- **WORK INSTRUCTIONS**:
A) Answer these from the review of the series Them:
(i) Who created Them?
(ii) What other series is the structure of Them compared to?
(iii) During its first season, the family moves from which state to which state?
B) Put this sentence from the review of the series Them into Spanish: "Created by Little Marvin and executive produced by Lena Waithe, Them is Amazon's newest anthology series."
C) Resume the review of the series Them, picking up right after its final sentence.

- **PASSAGE GIVEN**:
━━━━━━━━━━
Watching Prime Video’s Them is a bit like holding your breath. Your shoulders tense, and your heartbeat quickens as you wait for something, anything, to break the show’s mounting tension. Yet when that catharsis comes in the the form of a jump scare, it’s never relieving. There’s always another breath to hold, there’s always another reason to stay guarded and on edge. This is all to say that Them is truly great bit of horror wrapped around a biting commentary about racism in America.

Prime Video Watch Guide | Them

Created by Little Marvin and executive produced by Lena Waithe, Them is Amazon’s newest anthology series. Structured a bit like American Horror Story, each season is set to follow a different story and collection of characters as it explores, in Waithe’s words, “the cultural divides among all of us and explore us vs Them in a way we’ve never seen before.” From minute one it holds nothing back. Season 1, also known as Them: Covenant, follows a black family in 1950s America who moves from North Carolina to California during the Second Great Migration. As they battle the threats from their neighbors and beyond their world, the Emorys will have to fight for their survival.
━━━━━━━━━━
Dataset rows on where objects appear
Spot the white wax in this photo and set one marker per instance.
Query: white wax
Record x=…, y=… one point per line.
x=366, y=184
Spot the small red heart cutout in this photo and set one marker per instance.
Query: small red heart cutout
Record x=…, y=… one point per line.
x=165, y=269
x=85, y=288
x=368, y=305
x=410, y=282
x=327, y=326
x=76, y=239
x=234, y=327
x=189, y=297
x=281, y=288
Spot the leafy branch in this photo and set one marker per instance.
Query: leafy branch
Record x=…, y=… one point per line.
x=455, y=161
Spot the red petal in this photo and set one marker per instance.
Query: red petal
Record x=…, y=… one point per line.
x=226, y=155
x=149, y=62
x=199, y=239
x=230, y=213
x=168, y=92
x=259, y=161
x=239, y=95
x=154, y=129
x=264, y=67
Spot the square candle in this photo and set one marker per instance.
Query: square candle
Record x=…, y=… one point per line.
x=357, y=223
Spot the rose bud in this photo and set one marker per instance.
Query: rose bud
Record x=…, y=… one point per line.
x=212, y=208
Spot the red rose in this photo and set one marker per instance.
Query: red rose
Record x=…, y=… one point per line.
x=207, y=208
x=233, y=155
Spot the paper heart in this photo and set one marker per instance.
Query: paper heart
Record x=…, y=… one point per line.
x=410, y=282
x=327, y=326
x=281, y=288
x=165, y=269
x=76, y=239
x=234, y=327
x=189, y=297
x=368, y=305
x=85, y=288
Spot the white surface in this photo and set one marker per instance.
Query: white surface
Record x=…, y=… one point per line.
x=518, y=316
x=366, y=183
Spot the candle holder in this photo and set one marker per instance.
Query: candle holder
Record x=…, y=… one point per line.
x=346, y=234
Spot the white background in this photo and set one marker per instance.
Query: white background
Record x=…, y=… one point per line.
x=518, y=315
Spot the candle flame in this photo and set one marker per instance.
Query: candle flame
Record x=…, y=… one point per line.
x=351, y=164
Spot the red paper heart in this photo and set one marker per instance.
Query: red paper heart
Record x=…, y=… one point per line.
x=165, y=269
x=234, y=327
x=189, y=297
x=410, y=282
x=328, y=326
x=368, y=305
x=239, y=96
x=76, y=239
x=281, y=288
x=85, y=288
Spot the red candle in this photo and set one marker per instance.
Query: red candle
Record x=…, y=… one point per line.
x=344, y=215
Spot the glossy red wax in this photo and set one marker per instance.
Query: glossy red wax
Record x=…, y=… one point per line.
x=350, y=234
━━━━━━━━━━
- **ANSWERS IN ORDER**:
A)
(i) Little Marvin
(ii) American Horror Story
(iii) From North Carolina to California

B) Creada por Little Marvin y con Lena Waithe como productora ejecutiva, Them es la serie de antología más reciente de Amazon.

C)
The brilliance of Them lies in its blending of frankness and subtly. The show immediately makes it clear that Emory’s neighbors want nothing to do with this new family. Pristinely dressed housewives and dashing white collar husbands taken straight from I Love Lucy routinely schedule dinner parties solely to scheme how they can get rid of the Emorys. Hearing some of the most vile and racist language spit out over gorgeous pies and perfect red lipstick is sickening. Alison Pill’s Betty Wendell has special talent for portraying this hypocrisy, a garbage person hidden beneath a spotless dress and heels. But even when Them isn’t directly talking about the intense hatred the Emory family has to endure, that racism is still there. It’s felt when the family patriarch Henry (Ashley Thomas) walks into a room and every white head turns to stare. It’s there when one of Livia’s (Deborah Ayorinde) neighbors smiles a bit too widely and waves a bit too robotically. That unease extends to the “good” white people in the show. Even if a hardware store owner or a classmate doesn’t initially appear racist, there’s always a lurking terror. In Them even the most innocuous gestures feel like a veiled threat.